Natural language region descriptions:
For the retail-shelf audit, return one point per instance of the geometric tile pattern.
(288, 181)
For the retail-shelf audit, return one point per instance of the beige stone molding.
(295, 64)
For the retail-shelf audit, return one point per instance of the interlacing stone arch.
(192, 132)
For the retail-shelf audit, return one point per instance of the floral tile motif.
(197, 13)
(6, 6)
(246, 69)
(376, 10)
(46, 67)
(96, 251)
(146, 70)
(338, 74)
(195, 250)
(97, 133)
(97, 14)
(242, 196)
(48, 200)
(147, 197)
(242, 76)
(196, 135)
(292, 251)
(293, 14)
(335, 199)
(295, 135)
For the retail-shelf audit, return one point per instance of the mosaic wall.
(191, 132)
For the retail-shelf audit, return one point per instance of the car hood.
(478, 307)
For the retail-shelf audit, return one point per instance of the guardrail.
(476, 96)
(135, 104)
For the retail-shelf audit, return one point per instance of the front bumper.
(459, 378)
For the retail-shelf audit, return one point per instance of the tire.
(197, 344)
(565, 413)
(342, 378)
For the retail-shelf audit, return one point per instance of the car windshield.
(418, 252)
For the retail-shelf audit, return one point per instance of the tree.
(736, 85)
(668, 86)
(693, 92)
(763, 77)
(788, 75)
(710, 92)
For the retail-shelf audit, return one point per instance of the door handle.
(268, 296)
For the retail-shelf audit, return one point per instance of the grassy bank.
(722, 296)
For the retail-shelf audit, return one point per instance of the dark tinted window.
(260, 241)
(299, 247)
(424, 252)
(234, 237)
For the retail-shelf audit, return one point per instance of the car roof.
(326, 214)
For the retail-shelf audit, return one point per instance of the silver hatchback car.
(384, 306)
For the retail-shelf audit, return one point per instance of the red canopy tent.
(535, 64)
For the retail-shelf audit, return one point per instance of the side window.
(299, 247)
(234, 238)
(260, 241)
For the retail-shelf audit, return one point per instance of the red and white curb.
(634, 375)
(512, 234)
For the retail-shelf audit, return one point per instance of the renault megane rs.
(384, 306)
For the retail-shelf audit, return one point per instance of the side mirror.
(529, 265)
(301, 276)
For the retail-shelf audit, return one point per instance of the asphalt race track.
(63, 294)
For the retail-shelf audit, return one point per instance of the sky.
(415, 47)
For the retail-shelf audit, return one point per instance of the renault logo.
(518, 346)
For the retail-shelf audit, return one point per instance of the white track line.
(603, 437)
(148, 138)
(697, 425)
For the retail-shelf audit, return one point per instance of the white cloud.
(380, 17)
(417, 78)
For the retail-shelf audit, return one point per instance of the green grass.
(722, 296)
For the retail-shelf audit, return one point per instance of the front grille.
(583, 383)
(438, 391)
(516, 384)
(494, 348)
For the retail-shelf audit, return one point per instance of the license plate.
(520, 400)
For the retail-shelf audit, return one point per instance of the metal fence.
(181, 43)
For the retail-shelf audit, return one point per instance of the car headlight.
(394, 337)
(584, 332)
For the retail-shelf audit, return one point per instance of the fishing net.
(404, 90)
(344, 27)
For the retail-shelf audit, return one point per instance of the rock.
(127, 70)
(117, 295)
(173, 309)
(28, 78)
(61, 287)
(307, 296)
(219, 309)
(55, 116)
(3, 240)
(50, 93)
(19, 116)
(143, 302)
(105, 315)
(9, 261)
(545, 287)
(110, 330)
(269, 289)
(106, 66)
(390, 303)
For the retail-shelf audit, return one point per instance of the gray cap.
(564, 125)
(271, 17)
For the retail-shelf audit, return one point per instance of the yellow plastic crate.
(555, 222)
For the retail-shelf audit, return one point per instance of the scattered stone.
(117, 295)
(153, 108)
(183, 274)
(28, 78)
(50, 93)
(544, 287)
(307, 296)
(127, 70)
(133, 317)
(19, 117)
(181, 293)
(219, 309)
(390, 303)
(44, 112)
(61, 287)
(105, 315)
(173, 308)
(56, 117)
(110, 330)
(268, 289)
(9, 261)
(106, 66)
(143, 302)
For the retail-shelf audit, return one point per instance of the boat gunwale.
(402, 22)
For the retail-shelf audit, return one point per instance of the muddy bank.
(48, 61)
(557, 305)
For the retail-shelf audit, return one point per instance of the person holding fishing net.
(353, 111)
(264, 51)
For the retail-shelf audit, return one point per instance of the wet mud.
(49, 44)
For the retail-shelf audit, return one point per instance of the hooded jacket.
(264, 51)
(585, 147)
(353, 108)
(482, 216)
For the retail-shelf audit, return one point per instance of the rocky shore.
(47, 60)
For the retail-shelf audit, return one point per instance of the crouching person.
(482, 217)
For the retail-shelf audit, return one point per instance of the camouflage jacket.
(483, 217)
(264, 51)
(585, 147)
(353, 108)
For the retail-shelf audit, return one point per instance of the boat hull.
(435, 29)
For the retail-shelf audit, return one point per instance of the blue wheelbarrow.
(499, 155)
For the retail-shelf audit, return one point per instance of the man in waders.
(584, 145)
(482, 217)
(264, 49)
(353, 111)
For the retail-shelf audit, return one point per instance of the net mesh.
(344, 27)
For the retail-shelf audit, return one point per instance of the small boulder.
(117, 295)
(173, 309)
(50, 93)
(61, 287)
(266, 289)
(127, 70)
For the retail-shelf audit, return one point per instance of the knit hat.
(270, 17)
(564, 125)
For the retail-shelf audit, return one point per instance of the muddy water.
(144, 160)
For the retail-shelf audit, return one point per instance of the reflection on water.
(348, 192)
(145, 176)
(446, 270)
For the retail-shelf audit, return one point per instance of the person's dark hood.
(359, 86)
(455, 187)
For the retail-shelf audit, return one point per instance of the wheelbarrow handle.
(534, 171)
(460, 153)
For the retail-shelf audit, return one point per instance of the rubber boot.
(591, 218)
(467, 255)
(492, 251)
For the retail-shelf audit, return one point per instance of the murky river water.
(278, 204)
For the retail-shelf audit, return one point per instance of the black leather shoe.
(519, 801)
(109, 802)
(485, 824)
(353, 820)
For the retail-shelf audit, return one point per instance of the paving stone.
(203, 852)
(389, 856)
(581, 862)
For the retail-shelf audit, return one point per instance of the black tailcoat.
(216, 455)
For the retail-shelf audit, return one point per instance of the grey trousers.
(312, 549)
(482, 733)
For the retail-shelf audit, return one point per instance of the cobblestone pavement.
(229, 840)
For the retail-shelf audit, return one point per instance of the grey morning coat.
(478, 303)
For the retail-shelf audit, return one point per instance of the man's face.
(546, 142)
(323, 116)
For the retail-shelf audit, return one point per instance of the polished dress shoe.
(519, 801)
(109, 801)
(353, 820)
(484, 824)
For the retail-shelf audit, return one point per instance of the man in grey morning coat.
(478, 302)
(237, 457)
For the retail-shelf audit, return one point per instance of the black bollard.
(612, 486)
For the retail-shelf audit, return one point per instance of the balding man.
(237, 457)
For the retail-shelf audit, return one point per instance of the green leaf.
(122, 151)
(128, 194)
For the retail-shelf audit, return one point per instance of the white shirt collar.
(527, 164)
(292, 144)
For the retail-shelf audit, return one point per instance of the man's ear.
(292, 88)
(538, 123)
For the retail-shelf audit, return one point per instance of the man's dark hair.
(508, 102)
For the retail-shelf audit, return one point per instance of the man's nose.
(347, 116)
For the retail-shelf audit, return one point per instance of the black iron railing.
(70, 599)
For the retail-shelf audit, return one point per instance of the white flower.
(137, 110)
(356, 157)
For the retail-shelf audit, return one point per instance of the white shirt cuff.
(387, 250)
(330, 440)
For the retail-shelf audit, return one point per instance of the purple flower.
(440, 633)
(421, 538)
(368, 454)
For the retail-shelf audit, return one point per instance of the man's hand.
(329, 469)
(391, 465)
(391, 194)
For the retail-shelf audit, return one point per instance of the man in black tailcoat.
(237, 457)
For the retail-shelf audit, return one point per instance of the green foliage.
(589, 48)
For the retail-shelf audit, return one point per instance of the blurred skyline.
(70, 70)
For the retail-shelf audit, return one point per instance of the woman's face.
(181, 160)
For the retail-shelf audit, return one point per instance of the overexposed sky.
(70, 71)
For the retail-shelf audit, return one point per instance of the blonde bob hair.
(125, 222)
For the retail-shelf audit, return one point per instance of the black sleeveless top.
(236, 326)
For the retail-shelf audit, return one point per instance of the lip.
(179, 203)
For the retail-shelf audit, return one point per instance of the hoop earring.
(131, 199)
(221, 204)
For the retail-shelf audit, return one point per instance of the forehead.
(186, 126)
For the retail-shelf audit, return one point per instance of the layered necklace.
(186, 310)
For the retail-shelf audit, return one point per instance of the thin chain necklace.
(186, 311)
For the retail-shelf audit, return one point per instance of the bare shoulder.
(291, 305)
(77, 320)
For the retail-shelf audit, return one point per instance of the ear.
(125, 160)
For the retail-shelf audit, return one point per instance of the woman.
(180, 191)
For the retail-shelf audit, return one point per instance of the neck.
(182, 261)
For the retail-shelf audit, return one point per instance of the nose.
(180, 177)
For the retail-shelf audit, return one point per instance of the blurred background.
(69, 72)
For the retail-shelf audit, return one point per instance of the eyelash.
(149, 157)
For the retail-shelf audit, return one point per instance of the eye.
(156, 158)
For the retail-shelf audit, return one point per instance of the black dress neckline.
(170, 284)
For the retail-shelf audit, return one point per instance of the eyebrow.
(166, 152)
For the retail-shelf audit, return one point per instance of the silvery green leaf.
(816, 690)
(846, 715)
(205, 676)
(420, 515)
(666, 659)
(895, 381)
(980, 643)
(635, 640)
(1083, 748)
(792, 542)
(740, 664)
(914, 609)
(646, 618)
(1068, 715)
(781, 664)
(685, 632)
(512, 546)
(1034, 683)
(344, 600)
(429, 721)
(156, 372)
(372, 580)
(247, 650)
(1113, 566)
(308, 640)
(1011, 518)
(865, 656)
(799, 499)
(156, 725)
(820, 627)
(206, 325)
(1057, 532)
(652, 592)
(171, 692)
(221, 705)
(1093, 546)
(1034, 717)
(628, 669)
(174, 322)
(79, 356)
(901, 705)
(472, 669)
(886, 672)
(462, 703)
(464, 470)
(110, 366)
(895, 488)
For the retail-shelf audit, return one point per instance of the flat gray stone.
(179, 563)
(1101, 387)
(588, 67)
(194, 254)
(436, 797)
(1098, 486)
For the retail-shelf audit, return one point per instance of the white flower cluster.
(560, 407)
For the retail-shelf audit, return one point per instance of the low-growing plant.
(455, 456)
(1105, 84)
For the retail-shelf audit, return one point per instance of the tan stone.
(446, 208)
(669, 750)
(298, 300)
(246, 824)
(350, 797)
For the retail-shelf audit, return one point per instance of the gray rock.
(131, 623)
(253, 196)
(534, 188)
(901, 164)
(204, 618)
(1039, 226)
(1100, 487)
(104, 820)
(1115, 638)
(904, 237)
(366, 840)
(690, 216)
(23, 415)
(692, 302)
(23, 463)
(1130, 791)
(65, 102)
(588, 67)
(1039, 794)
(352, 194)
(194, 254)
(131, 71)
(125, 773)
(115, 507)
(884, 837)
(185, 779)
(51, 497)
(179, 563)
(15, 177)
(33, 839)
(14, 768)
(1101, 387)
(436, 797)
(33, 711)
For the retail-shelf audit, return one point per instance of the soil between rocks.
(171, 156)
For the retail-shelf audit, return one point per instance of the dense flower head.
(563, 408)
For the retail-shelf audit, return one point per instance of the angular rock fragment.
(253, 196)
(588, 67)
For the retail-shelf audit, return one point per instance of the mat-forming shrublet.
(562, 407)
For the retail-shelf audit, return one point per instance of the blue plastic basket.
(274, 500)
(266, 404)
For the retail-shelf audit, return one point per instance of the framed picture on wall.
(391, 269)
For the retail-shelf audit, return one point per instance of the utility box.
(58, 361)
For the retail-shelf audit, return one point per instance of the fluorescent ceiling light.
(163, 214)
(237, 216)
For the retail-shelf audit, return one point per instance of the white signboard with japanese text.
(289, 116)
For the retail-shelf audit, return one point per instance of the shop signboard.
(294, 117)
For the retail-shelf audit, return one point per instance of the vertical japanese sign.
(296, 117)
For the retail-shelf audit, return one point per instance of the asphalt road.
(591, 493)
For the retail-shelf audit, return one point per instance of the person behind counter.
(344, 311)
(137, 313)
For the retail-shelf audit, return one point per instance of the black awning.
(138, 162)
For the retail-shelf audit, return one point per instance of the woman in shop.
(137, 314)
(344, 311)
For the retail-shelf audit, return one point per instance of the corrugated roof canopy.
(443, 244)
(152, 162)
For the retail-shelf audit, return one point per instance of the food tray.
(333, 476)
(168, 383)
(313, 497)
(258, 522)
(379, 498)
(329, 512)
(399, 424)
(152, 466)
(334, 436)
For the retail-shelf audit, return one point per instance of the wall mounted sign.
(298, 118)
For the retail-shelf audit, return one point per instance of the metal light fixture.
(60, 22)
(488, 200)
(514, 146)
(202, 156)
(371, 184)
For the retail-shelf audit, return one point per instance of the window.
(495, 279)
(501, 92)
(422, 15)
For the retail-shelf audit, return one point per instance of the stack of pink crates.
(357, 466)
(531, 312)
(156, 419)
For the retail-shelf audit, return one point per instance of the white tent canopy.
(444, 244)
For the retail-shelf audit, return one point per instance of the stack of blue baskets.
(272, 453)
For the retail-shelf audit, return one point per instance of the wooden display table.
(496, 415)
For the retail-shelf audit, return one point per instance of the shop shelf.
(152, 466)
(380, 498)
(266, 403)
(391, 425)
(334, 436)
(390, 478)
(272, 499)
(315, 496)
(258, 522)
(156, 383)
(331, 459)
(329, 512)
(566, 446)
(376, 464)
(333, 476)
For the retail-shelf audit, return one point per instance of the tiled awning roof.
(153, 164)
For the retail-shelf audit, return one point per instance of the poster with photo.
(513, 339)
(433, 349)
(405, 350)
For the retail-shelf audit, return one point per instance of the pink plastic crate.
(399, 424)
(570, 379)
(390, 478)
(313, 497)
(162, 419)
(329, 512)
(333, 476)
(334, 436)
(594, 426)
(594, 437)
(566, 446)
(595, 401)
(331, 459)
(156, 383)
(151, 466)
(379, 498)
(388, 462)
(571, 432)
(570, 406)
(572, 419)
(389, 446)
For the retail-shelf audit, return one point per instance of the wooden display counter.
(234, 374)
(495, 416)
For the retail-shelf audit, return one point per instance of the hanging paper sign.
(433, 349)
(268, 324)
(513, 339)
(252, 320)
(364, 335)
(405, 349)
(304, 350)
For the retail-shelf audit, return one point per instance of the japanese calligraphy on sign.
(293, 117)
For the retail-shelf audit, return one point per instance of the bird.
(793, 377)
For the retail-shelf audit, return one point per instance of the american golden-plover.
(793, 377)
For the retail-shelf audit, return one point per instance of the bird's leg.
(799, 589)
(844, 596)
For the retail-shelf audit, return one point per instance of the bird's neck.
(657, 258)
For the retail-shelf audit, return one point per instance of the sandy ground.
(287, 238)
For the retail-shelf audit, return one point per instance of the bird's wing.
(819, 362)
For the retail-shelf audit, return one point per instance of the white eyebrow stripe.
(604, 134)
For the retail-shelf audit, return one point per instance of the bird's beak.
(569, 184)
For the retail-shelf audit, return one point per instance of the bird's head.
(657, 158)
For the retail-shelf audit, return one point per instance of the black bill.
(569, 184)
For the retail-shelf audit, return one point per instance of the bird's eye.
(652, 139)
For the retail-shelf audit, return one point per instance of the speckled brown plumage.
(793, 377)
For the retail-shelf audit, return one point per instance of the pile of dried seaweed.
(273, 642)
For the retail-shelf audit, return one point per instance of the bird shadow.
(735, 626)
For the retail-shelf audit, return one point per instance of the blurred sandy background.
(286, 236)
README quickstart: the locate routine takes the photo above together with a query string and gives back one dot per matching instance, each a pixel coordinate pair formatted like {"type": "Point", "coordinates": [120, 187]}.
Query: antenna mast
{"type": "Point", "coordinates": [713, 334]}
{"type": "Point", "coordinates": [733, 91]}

Work instruction ▸
What you give back should be the lines from the one with "the bird's eye." to the end of the data, copied exactly, both ends included.

Solution to this problem ▸
For the retail-shelf audit, return one point per instance of the bird's eye.
(652, 139)
For the retail-shelf audit, return one point per instance of the speckled brown plumage.
(793, 377)
For the retail-shelf audit, return one point per instance of the pile of dried seaweed.
(273, 642)
For the retail-shelf audit, return one point per instance of the bird shadow.
(735, 626)
For the retail-shelf audit, return one point per instance of the blurred sandy background.
(286, 236)
README quickstart: the locate routine takes the photo above together with a query string and gives back one dot per matching instance, each a pixel coordinate pair formatted like {"type": "Point", "coordinates": [120, 187]}.
Query: antenna mast
{"type": "Point", "coordinates": [713, 334]}
{"type": "Point", "coordinates": [733, 91]}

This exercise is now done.